# Retic's First Bunny



## MarkJD (Feb 17, 2011)

Retic took his first medium bunny here tonight. He of course made things very difficult from the start by constricting it from up in his branches. 6ft+ of a retic constricting a bunny and his branches in mid air is a sight to see. Coils wrapped around bunny and then completely randomly also wrapped around a branch or two. Unfortunately i didnt get any pictures of that.

Anyways took him about 45 minutes overall. He started on the head but hadnt anticipated the ears / shoulders and gave up that approach and tried feet first. That also didnt work out but went back to the head and perservered. Once he got passed the ears / shoulders it only took 10-15 minutes to wolf the rest down. Was interesting to hear bones break while he was constricting aswell as when the bunny was inside his stomach. Seems he has a bit of an irritation on his nose as well. Spent the guts of 3 nights completely destroying his viv and burrowing all over the place. Needs a clean out but will need to let him digest a good few days. 















































Thanks for looking


----------



## Snake Catcher Victoria (Feb 17, 2011)

Nice looking snake, are there many keepers in Dublin?


----------



## AUSHERP (Feb 17, 2011)

## TASK TO COMPLETE
Could you transcribe the part of the retic feeding thread starting at "## MarkJD (Feb" and ending at "pictures of that."? The records come from a separate source.

[Saved data entries]

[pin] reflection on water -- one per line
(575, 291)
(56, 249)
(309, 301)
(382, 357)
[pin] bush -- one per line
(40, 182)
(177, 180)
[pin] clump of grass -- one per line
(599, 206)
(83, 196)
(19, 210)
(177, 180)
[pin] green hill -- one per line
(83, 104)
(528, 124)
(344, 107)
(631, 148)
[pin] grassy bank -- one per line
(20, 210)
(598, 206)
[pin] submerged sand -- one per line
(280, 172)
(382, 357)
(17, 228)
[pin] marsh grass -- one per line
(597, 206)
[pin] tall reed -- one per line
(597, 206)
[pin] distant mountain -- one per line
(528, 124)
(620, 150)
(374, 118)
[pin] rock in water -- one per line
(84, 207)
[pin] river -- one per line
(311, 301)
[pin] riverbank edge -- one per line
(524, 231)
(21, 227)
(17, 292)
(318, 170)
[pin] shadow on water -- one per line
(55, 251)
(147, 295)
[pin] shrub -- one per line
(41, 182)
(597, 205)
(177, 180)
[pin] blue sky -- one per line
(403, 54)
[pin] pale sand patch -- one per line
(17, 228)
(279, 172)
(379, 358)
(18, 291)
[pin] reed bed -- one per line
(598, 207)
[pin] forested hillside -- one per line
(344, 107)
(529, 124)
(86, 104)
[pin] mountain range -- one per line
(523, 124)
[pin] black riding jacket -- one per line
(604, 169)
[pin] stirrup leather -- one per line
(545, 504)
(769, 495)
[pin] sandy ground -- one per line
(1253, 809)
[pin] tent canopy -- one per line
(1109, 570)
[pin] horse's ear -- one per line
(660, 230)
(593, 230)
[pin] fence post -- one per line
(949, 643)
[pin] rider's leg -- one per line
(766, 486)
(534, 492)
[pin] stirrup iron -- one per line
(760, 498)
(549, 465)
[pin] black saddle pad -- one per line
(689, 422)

## PROBLEM SOLUTION
## MarkJD (Feb 17, 2011)

Retic took his first medium bunny here tonight. He of course made things very difficult from the start by constricting it from up in his branches. 6ft+ of a retic constricting a bunny and his branches in mid air is a sight to see. Coils wrapped around bunny and then completely randomly also wrapped around a branch or two. Unfortunately i didnt get any pictures of that.